§ WHAT NEEDS TO BE DONE:
Give the lines again exactly, from the one holding "like [(824, 277)]." to the last line of the listing below, both ends included and nothing added.

§ RECORDS FOR THIS EXERCISE:
· · · ·

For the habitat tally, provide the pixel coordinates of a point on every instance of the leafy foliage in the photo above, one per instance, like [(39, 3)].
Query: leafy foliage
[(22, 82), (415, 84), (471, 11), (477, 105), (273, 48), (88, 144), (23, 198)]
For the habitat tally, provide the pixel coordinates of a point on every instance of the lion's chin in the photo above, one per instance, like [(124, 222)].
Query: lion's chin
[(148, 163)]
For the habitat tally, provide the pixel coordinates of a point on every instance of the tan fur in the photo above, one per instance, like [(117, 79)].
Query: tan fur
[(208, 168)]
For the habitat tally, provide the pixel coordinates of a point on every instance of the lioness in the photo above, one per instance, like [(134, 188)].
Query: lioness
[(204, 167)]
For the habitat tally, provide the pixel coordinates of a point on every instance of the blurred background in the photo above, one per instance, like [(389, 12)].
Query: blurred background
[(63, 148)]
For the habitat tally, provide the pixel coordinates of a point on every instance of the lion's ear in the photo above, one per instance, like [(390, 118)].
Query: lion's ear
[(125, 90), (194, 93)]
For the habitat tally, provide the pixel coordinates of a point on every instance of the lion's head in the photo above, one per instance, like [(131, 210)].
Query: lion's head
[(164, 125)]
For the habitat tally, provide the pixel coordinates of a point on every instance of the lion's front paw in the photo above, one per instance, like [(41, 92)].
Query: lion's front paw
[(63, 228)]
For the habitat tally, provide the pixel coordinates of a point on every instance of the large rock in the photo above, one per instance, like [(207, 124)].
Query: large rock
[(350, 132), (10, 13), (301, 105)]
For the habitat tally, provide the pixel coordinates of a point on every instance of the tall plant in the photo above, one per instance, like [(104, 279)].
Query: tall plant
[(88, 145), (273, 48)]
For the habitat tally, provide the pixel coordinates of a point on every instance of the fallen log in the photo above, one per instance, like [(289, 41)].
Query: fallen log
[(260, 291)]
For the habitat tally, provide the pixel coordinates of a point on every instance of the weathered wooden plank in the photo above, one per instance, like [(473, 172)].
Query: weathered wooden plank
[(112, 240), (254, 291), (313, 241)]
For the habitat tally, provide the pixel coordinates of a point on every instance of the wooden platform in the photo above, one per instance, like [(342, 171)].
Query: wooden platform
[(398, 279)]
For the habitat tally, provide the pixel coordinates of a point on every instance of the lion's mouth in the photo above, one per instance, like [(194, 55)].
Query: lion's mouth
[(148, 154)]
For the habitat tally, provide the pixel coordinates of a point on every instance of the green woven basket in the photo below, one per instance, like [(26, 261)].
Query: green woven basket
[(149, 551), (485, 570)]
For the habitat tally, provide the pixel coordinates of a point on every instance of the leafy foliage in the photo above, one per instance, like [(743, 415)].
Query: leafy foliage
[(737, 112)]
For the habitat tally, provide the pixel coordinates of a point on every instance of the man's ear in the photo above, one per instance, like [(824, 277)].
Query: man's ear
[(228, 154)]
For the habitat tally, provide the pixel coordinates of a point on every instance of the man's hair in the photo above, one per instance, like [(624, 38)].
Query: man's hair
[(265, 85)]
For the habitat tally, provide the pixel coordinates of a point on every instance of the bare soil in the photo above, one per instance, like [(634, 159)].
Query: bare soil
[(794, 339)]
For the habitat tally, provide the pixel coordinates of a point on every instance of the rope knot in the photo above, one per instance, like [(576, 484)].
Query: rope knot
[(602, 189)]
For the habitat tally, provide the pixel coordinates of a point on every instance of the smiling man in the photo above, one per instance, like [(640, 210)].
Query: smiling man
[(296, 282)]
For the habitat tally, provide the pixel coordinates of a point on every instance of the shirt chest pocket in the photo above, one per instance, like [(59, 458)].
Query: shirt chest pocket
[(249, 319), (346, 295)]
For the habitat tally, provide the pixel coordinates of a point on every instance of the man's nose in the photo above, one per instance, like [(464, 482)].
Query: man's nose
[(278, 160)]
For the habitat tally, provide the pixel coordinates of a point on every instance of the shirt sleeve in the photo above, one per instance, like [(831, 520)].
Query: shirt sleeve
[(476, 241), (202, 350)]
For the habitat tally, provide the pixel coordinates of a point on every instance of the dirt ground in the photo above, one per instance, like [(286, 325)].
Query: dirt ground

· · · ·

§ SOLUTION:
For the habitat tally, provide the pixel coordinates of a point on every instance of the man's ear in the photo above, one per instance, like [(824, 277)].
Query: man's ear
[(228, 154)]
For the habitat tally, provide the pixel coordinates of a point on every instance of the man's hair in the photo above, one per instance, like [(624, 38)].
Query: man's hair
[(265, 85)]
For the habitat tally, provide the pixel coordinates of a point on every instance of the bare soil in the photo above, one per instance, like [(634, 159)].
Query: bare soil
[(794, 339)]
For the habitat tally, provide the pixel coordinates of a point on every instance of the rope knot in the photo above, one per instance, like [(576, 484)].
Query: rope knot
[(602, 189)]
For the habitat tally, provide the pixel coordinates of a point on every instance of the smiling man in the photo above, one per instance, like [(640, 210)].
Query: smiling man
[(296, 282)]
For the habitat tally, provide the pixel coordinates of a point on every instance of the shirt chest pocket in the photo above, one per instance, like [(59, 458)].
Query: shirt chest pocket
[(249, 319), (346, 295)]
For the habitat tally, provide the pixel coordinates of a point on every instance of the man's nose in the photo above, one per instance, like [(464, 482)].
Query: man's nose
[(278, 160)]
For the habitat tally, provide the pixel coordinates of a point on every instance of the shirt sleeve in the photo above, one per instance, like [(831, 520)].
Query: shirt sleeve
[(476, 241), (202, 350)]
For the habitat tally, provide the pixel coordinates of a point on every instance of the dirt ground in the photo above, one per instance, like [(286, 325)].
Query: dirt ground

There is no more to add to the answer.